» **Listed records**
•••

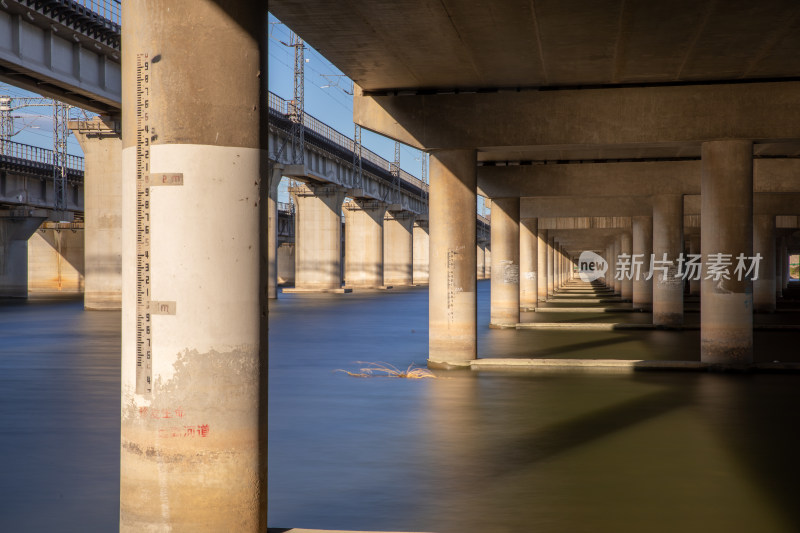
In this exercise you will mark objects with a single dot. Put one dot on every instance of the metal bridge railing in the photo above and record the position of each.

•••

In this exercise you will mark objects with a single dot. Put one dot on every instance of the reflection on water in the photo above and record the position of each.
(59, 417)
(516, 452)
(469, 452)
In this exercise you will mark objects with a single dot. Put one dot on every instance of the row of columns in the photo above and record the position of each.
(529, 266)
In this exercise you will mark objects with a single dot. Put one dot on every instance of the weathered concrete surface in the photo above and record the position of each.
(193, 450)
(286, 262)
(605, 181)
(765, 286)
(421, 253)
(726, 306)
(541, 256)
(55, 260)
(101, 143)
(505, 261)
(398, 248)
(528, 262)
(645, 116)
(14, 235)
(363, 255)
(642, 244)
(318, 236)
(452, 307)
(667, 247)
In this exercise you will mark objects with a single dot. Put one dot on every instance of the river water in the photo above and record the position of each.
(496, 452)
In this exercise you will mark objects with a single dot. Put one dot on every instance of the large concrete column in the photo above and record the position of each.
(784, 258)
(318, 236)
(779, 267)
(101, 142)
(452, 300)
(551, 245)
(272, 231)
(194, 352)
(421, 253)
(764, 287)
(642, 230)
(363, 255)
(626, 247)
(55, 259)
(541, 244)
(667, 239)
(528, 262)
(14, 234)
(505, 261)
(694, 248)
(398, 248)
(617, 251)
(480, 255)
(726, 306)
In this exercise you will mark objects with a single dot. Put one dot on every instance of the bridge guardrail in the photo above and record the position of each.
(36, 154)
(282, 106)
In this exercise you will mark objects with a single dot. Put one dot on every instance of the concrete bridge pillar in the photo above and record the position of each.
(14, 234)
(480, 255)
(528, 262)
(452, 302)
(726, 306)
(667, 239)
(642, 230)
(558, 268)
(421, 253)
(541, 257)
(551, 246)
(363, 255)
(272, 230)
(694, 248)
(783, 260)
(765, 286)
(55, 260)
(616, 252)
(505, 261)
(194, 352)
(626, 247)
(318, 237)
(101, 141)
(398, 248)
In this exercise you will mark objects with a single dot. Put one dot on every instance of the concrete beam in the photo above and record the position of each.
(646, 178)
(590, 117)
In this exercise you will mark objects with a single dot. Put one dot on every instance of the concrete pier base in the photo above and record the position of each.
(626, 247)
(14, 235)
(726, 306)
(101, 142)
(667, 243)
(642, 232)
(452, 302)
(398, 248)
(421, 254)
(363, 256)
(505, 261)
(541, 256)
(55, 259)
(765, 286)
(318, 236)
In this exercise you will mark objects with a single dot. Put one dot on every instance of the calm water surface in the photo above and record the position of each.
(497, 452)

•••

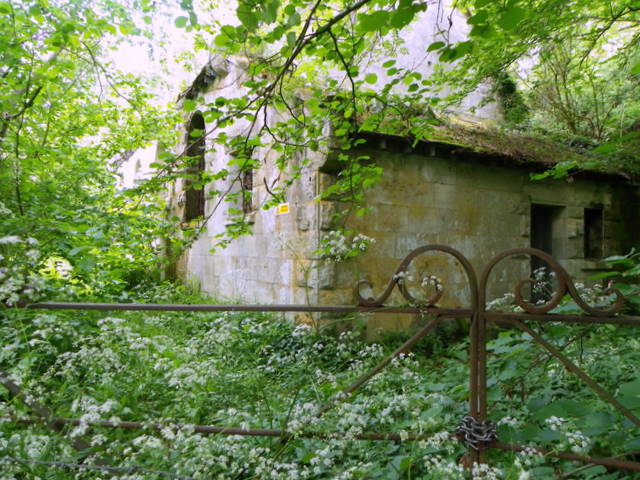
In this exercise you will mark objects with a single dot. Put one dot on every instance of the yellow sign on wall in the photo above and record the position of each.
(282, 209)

•••

» **What you will do**
List each line of the records that includes the word "concrete", treating uppercase and lowercase letters as different.

» **Exercise output**
In this exercise you will mark objects with a single dot. Put one dot on every instance of the weathered concrete surface in the photo above and record the position of each.
In this exercise you will mark objects with a single dot. Put one dot on every instance of the large concrete column in the photo above and record the position of each.
In this exercise you will mark objects with a single dot. Put one dot on every instance of the concrete bridge pillar in the photo above and record the position of each.
In this exercise you will mark objects with a single dot. Put one dot on every instance of the concrete beam in the photo above and record the position of each.
In this exercise you will mark objects with a single dot. Put one dot on every instance of the concrete pier base in the photo above and record the position of each.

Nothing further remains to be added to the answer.